*What the task requires*. Please change each "tight" to "snug" and give back the lines that start at the first line and stop after the line containing "[81,87,106,144]". Leave everything else in those lines as it is.

[Coordinate annotation entries]
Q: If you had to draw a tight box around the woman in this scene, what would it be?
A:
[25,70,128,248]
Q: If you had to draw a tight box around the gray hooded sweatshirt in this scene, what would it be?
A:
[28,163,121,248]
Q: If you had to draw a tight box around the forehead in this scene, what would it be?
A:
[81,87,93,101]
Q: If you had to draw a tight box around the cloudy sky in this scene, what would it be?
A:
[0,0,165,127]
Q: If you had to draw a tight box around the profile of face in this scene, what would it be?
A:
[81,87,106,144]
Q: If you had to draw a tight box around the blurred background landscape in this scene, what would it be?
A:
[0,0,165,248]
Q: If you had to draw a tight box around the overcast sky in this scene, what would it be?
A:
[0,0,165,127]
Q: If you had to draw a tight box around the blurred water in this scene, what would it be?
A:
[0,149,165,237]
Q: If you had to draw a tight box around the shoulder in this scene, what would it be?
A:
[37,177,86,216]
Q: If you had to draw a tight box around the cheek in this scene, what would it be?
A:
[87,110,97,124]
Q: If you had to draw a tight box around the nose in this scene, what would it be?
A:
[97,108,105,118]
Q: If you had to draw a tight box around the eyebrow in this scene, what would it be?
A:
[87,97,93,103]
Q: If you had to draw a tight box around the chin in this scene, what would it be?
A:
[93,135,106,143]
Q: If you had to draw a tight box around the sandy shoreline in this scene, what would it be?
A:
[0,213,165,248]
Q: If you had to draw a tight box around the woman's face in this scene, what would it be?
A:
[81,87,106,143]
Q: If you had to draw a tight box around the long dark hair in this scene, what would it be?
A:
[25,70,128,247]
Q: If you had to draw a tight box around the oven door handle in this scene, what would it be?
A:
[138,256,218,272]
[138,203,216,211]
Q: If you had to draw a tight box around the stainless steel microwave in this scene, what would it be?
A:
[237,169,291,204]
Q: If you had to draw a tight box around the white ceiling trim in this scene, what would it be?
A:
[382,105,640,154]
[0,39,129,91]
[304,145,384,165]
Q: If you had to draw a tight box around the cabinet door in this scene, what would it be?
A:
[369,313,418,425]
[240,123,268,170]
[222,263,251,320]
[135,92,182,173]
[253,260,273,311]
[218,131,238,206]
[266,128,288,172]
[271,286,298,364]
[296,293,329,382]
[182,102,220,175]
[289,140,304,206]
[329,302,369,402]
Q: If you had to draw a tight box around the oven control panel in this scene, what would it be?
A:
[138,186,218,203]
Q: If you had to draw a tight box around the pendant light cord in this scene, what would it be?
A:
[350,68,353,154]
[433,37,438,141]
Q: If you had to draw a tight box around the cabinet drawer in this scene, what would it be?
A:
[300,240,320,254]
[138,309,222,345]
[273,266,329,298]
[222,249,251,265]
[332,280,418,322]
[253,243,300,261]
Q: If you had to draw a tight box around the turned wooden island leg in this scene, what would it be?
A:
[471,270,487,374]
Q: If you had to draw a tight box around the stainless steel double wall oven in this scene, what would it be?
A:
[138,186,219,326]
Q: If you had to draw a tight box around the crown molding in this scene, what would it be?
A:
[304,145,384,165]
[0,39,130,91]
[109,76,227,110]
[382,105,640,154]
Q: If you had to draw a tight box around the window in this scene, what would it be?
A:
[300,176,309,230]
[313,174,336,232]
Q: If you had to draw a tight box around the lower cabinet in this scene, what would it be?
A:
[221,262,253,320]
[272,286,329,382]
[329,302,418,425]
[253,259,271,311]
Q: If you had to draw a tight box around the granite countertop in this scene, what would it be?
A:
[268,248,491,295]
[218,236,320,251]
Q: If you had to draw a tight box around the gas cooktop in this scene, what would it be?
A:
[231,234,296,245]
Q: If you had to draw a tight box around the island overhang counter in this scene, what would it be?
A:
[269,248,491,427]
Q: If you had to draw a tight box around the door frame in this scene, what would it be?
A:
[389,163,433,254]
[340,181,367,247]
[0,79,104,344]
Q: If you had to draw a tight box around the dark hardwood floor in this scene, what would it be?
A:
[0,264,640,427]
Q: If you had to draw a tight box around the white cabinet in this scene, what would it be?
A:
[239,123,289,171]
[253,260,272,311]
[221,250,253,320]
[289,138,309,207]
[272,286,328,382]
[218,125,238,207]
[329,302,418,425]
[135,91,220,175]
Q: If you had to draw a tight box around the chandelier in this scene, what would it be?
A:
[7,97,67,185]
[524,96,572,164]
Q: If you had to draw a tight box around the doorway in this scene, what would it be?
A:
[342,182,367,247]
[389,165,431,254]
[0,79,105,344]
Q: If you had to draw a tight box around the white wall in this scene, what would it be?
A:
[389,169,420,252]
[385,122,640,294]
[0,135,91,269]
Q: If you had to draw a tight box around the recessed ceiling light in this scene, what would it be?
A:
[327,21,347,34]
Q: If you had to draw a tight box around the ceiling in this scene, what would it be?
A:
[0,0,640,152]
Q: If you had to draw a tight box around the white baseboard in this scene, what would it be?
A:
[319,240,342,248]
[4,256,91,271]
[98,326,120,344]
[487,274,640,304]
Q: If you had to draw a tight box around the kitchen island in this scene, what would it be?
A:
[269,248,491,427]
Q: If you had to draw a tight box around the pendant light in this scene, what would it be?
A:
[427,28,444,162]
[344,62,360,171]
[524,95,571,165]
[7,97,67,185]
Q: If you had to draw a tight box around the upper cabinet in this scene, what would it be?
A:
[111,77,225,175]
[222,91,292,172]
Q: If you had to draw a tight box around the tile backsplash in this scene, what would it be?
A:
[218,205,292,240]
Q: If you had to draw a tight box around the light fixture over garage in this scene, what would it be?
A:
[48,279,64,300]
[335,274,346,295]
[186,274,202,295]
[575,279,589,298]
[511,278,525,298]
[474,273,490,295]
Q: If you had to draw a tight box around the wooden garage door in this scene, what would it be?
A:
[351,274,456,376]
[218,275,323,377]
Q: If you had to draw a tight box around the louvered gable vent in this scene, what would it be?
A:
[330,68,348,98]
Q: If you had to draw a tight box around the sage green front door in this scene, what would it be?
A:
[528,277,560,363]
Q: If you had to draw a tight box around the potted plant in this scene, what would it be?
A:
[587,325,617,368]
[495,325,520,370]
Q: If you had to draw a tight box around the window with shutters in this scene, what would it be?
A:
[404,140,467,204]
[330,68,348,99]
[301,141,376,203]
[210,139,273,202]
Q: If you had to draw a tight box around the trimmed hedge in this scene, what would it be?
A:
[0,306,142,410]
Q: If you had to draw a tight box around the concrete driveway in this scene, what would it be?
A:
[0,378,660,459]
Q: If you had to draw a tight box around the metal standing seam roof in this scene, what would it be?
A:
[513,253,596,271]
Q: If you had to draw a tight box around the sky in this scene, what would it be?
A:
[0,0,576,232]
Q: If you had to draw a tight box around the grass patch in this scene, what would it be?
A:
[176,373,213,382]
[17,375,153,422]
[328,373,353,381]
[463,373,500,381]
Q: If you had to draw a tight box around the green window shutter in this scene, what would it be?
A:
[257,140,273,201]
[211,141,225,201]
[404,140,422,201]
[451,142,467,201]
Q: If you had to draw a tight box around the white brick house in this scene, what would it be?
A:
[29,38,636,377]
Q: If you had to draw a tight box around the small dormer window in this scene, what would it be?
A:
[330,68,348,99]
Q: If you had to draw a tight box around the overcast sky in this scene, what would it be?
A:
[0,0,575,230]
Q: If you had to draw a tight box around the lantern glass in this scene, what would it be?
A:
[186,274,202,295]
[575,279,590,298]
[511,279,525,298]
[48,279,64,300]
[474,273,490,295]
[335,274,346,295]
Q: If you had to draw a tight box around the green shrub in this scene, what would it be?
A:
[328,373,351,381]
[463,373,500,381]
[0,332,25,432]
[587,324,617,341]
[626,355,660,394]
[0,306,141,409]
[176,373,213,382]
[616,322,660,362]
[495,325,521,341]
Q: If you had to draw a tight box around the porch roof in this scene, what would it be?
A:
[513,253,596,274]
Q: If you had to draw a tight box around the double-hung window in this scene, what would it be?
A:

*Written response*.
Q: If you had to draw a snug box around the woman in this scene, what would it be?
A:
[25,70,128,248]
Q: If you had to draw a snug box around the gray hooded sweatshirt in this scene, what would it be?
A:
[28,163,121,248]
Q: If you had to draw a snug box around the forehead in this scene, what would it be?
A:
[81,87,93,101]
Q: If you had to draw a snug box around the cloudy sky in this scene, what would it be?
A:
[0,0,165,127]
Q: If you had to draw a snug box around the profile of face in this scene, what would it be?
A:
[81,87,106,144]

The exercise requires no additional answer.